_About this task_.
Please reproduce the data exactly and omit the pictures.
*** Given information ***
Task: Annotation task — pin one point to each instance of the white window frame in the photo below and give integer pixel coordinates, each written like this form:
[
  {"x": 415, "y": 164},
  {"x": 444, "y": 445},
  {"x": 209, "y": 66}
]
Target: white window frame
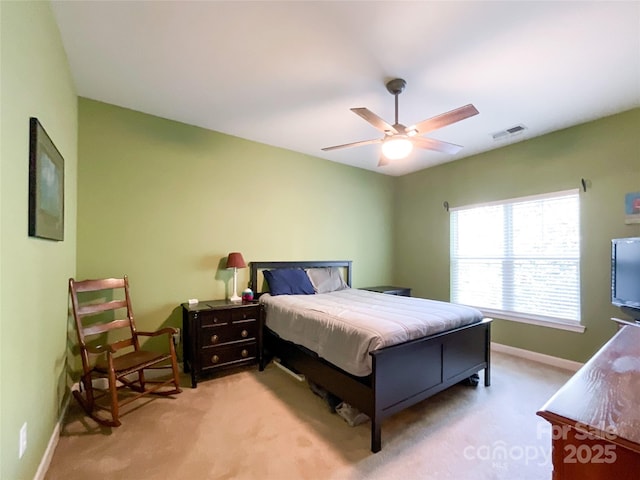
[{"x": 524, "y": 317}]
***
_Answer box_.
Task: Annotation task — pin one point to each instance of the white window frame in the photo below and give integer pixel coordinates, each written like this form:
[
  {"x": 415, "y": 164},
  {"x": 444, "y": 445},
  {"x": 209, "y": 66}
]
Target: white window frame
[{"x": 524, "y": 317}]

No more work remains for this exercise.